→ Reading text:
* * * *
It is believed to have been made in the first quarter of the 14th century for someone associated with the parish church of St Andrew at Gorleston. This association is deduced from the inclusion of the Dedication of Gorleston Church on March 8 in the psalter's calendar. Dating of the manuscript is partially based on the omission of Thomas of Hereford from this calendar. Thomas was canonised in 1320, and his feast is noted in the Stowe Breviary and Douai Psalter whose calendars otherwise closely match the one in the Gorleston Psalter.
The earliest date has been derived from the arms of England and France, which are shown in association on the Beatus page, leading experts to conclude that it was not executed before the marriage of Edward I to Margaret of France in 1299. Cockerell proposed a date of c.1306 for the manuscript based on an association of the repeated image of an elderly bearded layman with Roger Bigod, 5th Earl of Norfolk (died 1306), whose armorial shield appears on f. 70b close to one of the images of the layman. Other dates proposed include c. 1320 by N.J. Morgan, and L.F. Sandler proposes a date of c. 1310 – c. 1320 arguing that the Bigod armorial refers to the Thetford Priory (which also used the arms) rather than Roger Bigod.
* * * *
[Data items]
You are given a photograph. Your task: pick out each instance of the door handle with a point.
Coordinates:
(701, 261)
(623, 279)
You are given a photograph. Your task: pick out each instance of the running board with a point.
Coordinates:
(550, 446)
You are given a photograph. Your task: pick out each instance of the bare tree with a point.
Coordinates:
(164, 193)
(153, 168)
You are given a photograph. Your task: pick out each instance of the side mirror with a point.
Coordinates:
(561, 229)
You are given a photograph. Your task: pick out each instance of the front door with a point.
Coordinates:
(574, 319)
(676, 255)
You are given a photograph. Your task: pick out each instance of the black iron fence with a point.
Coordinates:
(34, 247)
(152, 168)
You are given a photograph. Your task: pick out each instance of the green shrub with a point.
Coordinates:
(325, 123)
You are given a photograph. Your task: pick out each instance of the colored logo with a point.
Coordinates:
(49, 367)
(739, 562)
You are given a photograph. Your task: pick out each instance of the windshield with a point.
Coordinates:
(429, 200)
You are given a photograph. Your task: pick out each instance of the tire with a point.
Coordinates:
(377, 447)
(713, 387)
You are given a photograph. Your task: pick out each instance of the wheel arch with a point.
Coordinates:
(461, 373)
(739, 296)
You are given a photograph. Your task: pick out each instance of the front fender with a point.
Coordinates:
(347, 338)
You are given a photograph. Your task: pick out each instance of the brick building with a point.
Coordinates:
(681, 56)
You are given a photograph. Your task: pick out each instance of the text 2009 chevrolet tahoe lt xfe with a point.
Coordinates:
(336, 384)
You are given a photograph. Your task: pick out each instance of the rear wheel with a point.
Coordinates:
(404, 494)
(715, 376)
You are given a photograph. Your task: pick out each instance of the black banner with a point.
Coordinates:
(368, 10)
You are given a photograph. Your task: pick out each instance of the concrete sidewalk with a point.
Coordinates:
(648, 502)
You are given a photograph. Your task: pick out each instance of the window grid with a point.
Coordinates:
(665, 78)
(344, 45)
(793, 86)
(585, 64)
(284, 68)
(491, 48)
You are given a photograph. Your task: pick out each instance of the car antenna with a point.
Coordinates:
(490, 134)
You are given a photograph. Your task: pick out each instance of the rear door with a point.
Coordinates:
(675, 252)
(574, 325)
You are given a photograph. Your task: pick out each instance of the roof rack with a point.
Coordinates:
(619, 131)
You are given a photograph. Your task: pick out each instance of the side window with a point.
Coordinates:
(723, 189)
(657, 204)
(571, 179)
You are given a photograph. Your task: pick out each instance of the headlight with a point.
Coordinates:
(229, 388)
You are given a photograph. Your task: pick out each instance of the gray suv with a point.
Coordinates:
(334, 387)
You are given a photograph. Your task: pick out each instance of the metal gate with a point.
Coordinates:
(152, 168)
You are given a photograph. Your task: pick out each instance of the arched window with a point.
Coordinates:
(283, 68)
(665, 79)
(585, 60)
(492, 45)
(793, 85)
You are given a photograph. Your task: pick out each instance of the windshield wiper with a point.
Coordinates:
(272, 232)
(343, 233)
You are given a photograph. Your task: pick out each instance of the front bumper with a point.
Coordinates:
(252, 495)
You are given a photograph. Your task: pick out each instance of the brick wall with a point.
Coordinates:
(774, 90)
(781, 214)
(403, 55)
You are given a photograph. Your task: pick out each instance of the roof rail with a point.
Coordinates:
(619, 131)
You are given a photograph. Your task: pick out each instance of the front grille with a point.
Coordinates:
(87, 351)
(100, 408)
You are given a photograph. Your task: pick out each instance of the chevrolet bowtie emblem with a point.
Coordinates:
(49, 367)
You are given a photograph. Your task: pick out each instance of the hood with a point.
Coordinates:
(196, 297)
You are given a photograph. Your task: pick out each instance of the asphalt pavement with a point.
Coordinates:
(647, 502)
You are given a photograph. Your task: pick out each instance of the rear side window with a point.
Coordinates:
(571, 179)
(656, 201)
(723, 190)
* * * *
→ Exercises to complete:
- a) Answer these from the Gorleston Psalter text:
(i) Which event does the psalter's calendar list on March 8?
(ii) In what year was Thomas of Hereford canonised?
(iii) What date did N.J. Morgan propose for the manuscript?
- b) Update the Gorleston Psalter text by writing it out from "The earliest date" up to and including "than Roger Bigod.", replacing "Thetford Priory" with "Thetford Abbey".
- c) Take the Gorleston Psalter text further, picking up after its final sentence.

→ Answers to the tasks:
- a)
(i) The Dedication of Gorleston Church.
(ii) 1320.
(iii) c. 1320.

- b)
The earliest date has been derived from the arms of England and France, which are shown in association on the Beatus page, leading experts to conclude that it was not executed before the marriage of Edward I to Margaret of France in 1299. Cockerell proposed a date of c.1306 for the manuscript based on an association of the repeated image of an elderly bearded layman with Roger Bigod, 5th Earl of Norfolk (died 1306), whose armorial shield appears on f. 70b close to one of the images of the layman. Other dates proposed include c. 1320 by N.J. Morgan, and L.F. Sandler proposes a date of c. 1310 – c. 1320 arguing that the Bigod armorial refers to the Thetford Abbey (which also used the arms) rather than Roger Bigod.

- c)
== History ==

The manuscript was originally owned by the church of St. Andrew, Gorleston, but passed to Norwich Cathedral Priory around 1320–25, where it is believed to have remained until dissolution in the Reformation. Following this it passed to the Cornwallis family, for which evidence of ownership is provided by an inscription of Sir Thomas Cornwallis (1519–1604) on the first folio, and an armorial bookplate of the family on the front pastedown. Following the death of Charles Cornwallis, 2nd Marquess Cornwallis in 1823 without male issue, the psalter was presented by his daughters to the Hon. Richard Griffin, 3rd Baron Braybrooke.
Baybrooke was the husband of Jane Cornwallis, eldest daughter of the 2nd Marquis. To record this event an inscription was added to the first flyleaf, signed by Jane, Louisa, Jemima, Mary and Elizabeth Cornwallis, reading "This Missal originally the property of Sir Thomas Cornwalleys from whom it descended to the Daughters and Coheiresses of Charles 2nd Marquis Cornwallis was by them presented to the Honble Richard Neville as a token of their regard & affection 1823". In 1904 Henry Neville, 7th Baron Braybrooke sold the Psalter to C.W. Dyson Perrins, who later bequeathed it, with other manuscripts, to the British Museum (now the British Library).